== Instruction A ==
Answer these from the servo update issue page:
(i) What command has to be run on any labstation that needs it?
(ii) Who reported the issue, and on what date?
(iii) In Comment 3, what did the status change to, and what was it before?
== Instruction B ==
Pick up the servo update issue page after its final log line and keep it going in the same style.

== Extract to read ==
New issue
Advanced search Search tips
Note: Color blocks (like or ) mean that a user may not be available. Tooltip shows the reason.

Issue 856740 link

Starred by 1 user

Issue metadata

Status: Fixed
Owner:
Last visit > 30 days ago
Closed: Sep 11
Cc:
Components:
EstimatedDays: ----
NextAction: ----
OS: ----
Pri: 2
Type: Task

Blocking:
issue 855792



Sign in to add a comment

Update servo version to ToT

Reported by jrbarnette@chromium.org, Jun 26 2018

Issue description

We need to update the guado_labstation/beaglebone_servo images in the test
lab to the latest ToT image.  The main reason is to deal with  bug 855792 .
We need to do it relatively soon, to avoid having a crisis update that can't
complete smoothly because of the bug.

Because of the bug, the update process will have to be slightly adjusted.
Basically, the bug can cause update_engine to crash, so we have to have
a manual process to force update_engine to restart for every lab station.

This SQL query will find the labstation host names:
    select distinct value from afe_host_attributes
        where attribute="servo_host" and value like "chromeos%-labstation%";

The required update procedure change is merely to make sure that
any labstation that needs it has the following command run:
    start update-engine

As a first cut, it is sufficient to run that command on every labstation,
and simply ignore failures.  However, some hosts may fail to update, and
then need to re-run the command.

Because of bug 735619 it may also be necessary to find and manually reboot
labstation hosts that don't update quickly.

 
Blocking: 855792
Per comment #8 in  bug 855792 , note that it's undesirable to change
the ServoHost update code to deal with this problem.  It should be
relatively easy to write a script that manually deals with the
problem on an ad hoc basis until all the hosts have updated.

Comment 3 by xixuan@chromium.org, Jun 27 2018

Status: Fixed (was: Assigned)
Test passes:

xixuan@xixuan0:~/chromiumos/chromeos-admin$ ./lab-tools/update_servohost -i R69-10820.0.0 chromeos4-row9-rack2-host1
Staging beaglebone_servo-release/R69-10820.0.0 on chromeos4-devserver1.cros.corp.google.com
chromeos4-devserver1.cros.corp.google.com
http://100.115.219.129:8082/stage?archive_url=gs://chromeos-image-archive/beaglebone_servo-release/R69-10820.0.0&artifacts=full_payload
Running this command on chromeos4-row9-rack2-host1-servo.cros:
     update_engine_client --update --omaha_url=http://100.115.219.129:8082/update/beaglebone_servo-release/R69-10820.0.0
[0626/150121:INFO:update_engine_client.cc(486)] Forcing an update by setting app_version to ForcedUpdate.

== Object location annotation data ==
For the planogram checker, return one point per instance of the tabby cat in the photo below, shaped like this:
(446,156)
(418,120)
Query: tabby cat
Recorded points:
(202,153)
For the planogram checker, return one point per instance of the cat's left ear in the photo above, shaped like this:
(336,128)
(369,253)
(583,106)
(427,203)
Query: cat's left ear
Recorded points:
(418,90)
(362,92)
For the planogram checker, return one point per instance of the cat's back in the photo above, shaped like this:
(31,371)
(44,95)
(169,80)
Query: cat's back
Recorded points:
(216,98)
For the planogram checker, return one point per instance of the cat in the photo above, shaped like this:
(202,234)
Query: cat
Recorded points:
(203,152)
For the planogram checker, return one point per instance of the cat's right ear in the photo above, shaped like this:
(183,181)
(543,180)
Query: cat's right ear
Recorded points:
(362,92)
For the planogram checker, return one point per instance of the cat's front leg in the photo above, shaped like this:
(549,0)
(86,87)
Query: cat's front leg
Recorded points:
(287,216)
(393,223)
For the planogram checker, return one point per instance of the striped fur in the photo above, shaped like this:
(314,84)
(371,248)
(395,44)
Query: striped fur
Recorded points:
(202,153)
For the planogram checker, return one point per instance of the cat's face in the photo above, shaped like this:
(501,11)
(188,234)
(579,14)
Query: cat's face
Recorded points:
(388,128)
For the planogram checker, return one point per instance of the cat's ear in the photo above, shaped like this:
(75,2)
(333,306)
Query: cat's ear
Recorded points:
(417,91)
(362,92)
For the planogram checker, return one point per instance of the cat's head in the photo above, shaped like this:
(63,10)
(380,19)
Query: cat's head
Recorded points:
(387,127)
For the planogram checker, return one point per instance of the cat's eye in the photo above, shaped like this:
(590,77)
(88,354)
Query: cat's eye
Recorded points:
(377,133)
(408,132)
--
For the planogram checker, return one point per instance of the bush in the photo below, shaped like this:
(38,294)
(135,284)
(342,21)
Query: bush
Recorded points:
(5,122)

== Response A ==
(i) start update-engine
(ii) jrbarnette@chromium.org, on Jun 26 2018
(iii) It changed to Fixed; before that it was Assigned.

== Response B ==
[0626/150121:INFO:update_engine_client.cc(488)] Initiating update check and install.
[0626/150121:INFO:update_engine_client.cc(517)] Waiting for update to complete.
[0626/151322:INFO:update_engine_client.cc(239)] Update succeeded -- reboot needed.
Connection to chromeos4-row9-rack2-host1-servo.cros.corp.google.com closed.
xixuan@xixuan0:~/chromiumos/chromeos-admin$ ssh root@chromeos4-row9-rack2-host1-servo.cros reboot && sleep 40
xixuan@xixuan0:~/chromiumos/chromeos-admin$ servo-stat chromeos4-row9-rack2-host1
chromeos4-row9-rack2-host1 ...ABCDEFG is up BOARD=link CHROMEOS_RELEASE_VERSION=10820.0.0

Rollback:

xixuan@xixuan0:~/chromiumos/chromeos-admin$ ./lab-tools/update_servohost chromeos4-row9-rack2-host1
Staging beaglebone_servo-release/R69-10738.0.0 on chromeos4-devserver1.cros.corp.google.com
chromeos4-devserver1.cros.corp.google.com
http://100.115.219.129:8082/stage?archive_url=gs://chromeos-image-archive/beaglebone_servo-release/R69-10738.0.0&artifacts=full_payload
Running this command on chromeos4-row9-rack2-host1-servo.cros:
     update_engine_client --update --omaha_url=http://100.115.219.129:8082/update/beaglebone_servo-release/R69-10738.0.0
[0626/165804:INFO:update_engine_client.cc(486)] Forcing an update by setting app_version to ForcedUpdate.
[0626/165804:INFO:update_engine_client.cc(488)] Initiating update check and install.
[0626/165804:INFO:update_engine_client.cc(517)] Waiting for update to complete.
[0626/170845:INFO:update_engine_client.cc(239)] Update succeeded -- reboot needed.
Connection to chromeos4-row9-rack2-host1-servo.cros.corp.google.com closed.
xixuan@xixuan0:~/chromiumos/chromeos-admin$ ssh root@chromeos4-row9-rack2-host1-servo.cros reboot && sleep 40
xixuan@xixuan0:~/chromiumos/chromeos-admin$ servo-stat chromeos4-row9-rack2-host1
chromeos4-row9-rack2-host1 ...ABCDEFG is up BOARD=link CHROMEOS_RELEASE_VERSION=10738.0.0



Upgrade servo version to R69-10820.0.0:

xixuan@xixuan0:~/chromiumos/chromeos-admin$ stable_version -t cros beaglebone_servo R69-10820.0.0
Updating  Chrome OS  beaglebone_servo -> R69-10738.0.0 to R69-10820.0.0
xixuan@xixuan0:~/chromiumos/chromeos-admin$ stable_version -t cros guado_labstation R69-10820.0.0
Updating  Chrome OS  guado_labstation -> R69-10738.0.0 to R69-10820.0.0
Unchanged Firmware   guado_labstation -> Google_Guado.6301.108.2016_10_06_1219



Status: Assigned (was: Fixed)
Wait.  We need to monitor this particular update, because of  bug 855792 .
See the original description.

For now, I'd say wait until the morning, and then run a command like this:
    ssh $LABSTATION grep VERSION /etc/lsb-release

Do it against every available labstation.  Any host that hasn't updated
should be flagged for extra attention.

Comment 5 by xixuan@chromium.org, Jun 27 2018

Re #4, what's the command to get 'every available labstation'?
> Re #4, what's the command to get 'every available labstation'?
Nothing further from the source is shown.